— Begin —

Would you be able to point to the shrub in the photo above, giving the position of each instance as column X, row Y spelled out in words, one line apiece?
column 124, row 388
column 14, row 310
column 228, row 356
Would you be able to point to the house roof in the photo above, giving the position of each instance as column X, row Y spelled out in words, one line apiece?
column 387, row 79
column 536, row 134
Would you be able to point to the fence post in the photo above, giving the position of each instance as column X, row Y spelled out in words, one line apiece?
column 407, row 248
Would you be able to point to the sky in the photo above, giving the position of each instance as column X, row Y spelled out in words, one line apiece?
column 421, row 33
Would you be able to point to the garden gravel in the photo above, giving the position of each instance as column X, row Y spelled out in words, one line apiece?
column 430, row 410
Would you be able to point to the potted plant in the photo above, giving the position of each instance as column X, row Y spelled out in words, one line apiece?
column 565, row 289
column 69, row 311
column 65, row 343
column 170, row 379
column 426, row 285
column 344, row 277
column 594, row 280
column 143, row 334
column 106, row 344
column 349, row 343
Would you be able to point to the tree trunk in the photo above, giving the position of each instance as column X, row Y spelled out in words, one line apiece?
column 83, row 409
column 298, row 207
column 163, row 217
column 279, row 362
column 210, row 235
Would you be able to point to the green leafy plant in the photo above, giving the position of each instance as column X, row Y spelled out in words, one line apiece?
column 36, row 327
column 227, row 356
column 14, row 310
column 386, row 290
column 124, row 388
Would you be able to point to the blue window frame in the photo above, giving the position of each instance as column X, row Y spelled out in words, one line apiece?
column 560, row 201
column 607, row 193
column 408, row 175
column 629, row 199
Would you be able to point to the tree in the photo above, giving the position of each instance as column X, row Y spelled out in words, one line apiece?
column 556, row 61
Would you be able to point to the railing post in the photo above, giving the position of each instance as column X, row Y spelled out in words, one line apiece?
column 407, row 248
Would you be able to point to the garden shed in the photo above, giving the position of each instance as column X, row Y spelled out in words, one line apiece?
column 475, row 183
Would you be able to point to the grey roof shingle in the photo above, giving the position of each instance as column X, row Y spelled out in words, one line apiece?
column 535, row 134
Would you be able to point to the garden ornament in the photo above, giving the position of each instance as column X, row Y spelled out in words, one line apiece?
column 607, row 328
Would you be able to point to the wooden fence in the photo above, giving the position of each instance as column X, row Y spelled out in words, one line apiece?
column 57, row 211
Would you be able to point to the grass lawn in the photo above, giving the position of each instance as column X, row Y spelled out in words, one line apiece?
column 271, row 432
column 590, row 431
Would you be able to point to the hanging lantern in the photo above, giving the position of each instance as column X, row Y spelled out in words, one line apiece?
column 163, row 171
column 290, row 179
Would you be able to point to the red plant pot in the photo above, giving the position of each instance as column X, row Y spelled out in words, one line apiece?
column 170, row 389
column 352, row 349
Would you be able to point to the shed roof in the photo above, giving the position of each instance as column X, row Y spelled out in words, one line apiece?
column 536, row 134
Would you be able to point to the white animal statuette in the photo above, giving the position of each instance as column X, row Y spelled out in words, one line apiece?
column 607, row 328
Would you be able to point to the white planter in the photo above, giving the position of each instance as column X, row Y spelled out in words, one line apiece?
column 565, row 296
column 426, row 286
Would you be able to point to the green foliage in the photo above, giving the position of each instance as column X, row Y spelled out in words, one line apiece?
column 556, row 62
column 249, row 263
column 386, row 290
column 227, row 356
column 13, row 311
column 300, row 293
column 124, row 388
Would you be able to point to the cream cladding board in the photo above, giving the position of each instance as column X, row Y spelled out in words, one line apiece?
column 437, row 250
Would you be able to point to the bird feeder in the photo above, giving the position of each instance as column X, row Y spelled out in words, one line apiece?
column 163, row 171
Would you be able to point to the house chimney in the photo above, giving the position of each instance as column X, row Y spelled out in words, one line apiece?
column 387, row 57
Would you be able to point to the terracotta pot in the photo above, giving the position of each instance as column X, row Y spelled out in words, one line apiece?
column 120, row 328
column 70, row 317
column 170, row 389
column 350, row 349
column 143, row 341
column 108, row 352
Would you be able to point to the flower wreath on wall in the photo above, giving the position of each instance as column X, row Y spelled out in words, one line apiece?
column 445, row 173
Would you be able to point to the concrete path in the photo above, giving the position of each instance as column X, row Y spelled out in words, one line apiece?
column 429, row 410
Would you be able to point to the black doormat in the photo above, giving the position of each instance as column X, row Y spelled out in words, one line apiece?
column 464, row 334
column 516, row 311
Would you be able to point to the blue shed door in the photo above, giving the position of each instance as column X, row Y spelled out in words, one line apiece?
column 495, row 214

— End —

• Aim
Return every line of the material exactly.

• The result
Would you be able to point to the shrub in the photo above, giving the position of each instance as column X, row Y spelled out in words, one line apiece?
column 124, row 388
column 14, row 310
column 228, row 356
Would you be able to point to the house roof in the photo above, giving the position of each instance as column X, row Y spelled out in words, one line apiece?
column 387, row 79
column 536, row 134
Would you be able to point to the fence post in the photo above, giving the position of each instance as column X, row Y spelled out in words, one line apiece?
column 407, row 248
Would you be able to point to the sky in the photo above, giving the position of each instance as column X, row Y spelled out in words, one line apiece?
column 421, row 33
Would you be able to point to the garden gravel in the photo above, giving the position of each instance as column X, row Y spelled out in words, one line apiece?
column 430, row 410
Would you be able to point to the potted plant in the photo above, giving the position of each instance as column X, row Y spelled out in words, one line apiece?
column 565, row 289
column 69, row 311
column 65, row 343
column 170, row 379
column 426, row 285
column 344, row 277
column 594, row 280
column 143, row 334
column 106, row 344
column 349, row 343
Would you be able to point to the tree trunk in the photo above, giving the position of each instance as column X, row Y spelled out in words, one line apiece?
column 83, row 409
column 298, row 207
column 163, row 217
column 279, row 362
column 210, row 235
Would you be able to point to the green leafy plant in the photo above, giving the position of each instance as column X, row Y spelled out in words, one line apiece?
column 36, row 327
column 227, row 356
column 14, row 310
column 386, row 290
column 124, row 388
Would you be able to point to the blue window frame in the photo above, giving the position of each instance as column X, row Y spelled out in words, one line apiece?
column 560, row 201
column 607, row 193
column 408, row 175
column 629, row 199
Would you be able to point to the tree in the photo above, giving the position of each instance as column X, row Y spelled out in words, one line apiece?
column 556, row 61
Would you be able to point to the railing post in the photo above, giving the position of each instance as column X, row Y spelled out in words, one line apiece?
column 407, row 248
Would you be able to point to the garden shed in the photo above, giving the position of each instance as column X, row Y spelled out in words, one line apiece?
column 475, row 183
Would you be able to point to the grey roof shingle in the photo above, giving the position of each instance as column X, row Y spelled out in words, one line apiece?
column 535, row 134
Would you be able to point to the garden ornament in the photo above, giving the position of each instance as column X, row Y spelled out in words, one line apiece?
column 607, row 328
Would you be able to point to the wooden fence in the photo above, giving the position of each instance as column X, row Y spelled out in words, one line apiece?
column 57, row 211
Would you be able to point to the grass lawn in the photo above, giving the position of each instance as column X, row Y spelled out in words, one line apiece?
column 271, row 432
column 590, row 431
Would you be able to point to the hanging lantern in the photo above, giving the position of each instance as column X, row Y spelled out in words, one line apiece?
column 163, row 171
column 290, row 179
Would you be able to point to the red plant pot in the photo above, giving the position of each instance as column X, row Y spelled out in words, one line apiece?
column 170, row 389
column 352, row 349
Would you be able to point to the shed roof in the photo above, giving the position of each instance as column X, row Y spelled out in words, one line apiece?
column 536, row 134
Would you be able to point to the white animal statuette in the photo above, giving the position of each instance as column X, row Y spelled out in words, one line apiece?
column 607, row 328
Would you be able to point to the white planter in the photo above, giving the position of each instance as column X, row Y spelled out in words, one line apiece?
column 565, row 296
column 426, row 286
Would you be able to point to the green foliage in the photo above, giving the position of each instance as column X, row Y spelled out in words, one line apiece?
column 556, row 62
column 249, row 263
column 386, row 290
column 227, row 356
column 13, row 311
column 300, row 293
column 124, row 388
Would you be able to point to the cream cladding board in the photo above, giving the position of each instance as column X, row Y spelled out in words, one line apiece?
column 437, row 250
Would you be able to point to the bird feeder in the photo above, giving the position of each instance as column X, row Y spelled out in words, one line apiece?
column 163, row 171
Would you be able to point to the house chimney in the photo above, giving the position of each instance as column X, row Y spelled out in words, one line apiece?
column 387, row 57
Would you be able to point to the terracotta pot in the photo above, giving the position of each instance as column X, row Y spelled out in words, one line apiece?
column 120, row 328
column 70, row 317
column 170, row 389
column 350, row 349
column 143, row 341
column 108, row 352
Would you be able to point to the flower wreath on wall in the photo above, giving the position of each instance as column X, row Y spelled out in words, one line apiece?
column 445, row 173
Would you be able to point to the concrete path in the photo above, giving the position of each instance as column X, row Y spelled out in words, one line apiece?
column 429, row 410
Would you be able to point to the black doormat in the photo above, giving the position of each instance as column X, row Y spelled out in words, one line apiece?
column 464, row 334
column 516, row 311
Would you be able to point to the blue shed door in the photo above, giving the position of each instance as column X, row Y spelled out in words, one line apiece?
column 495, row 214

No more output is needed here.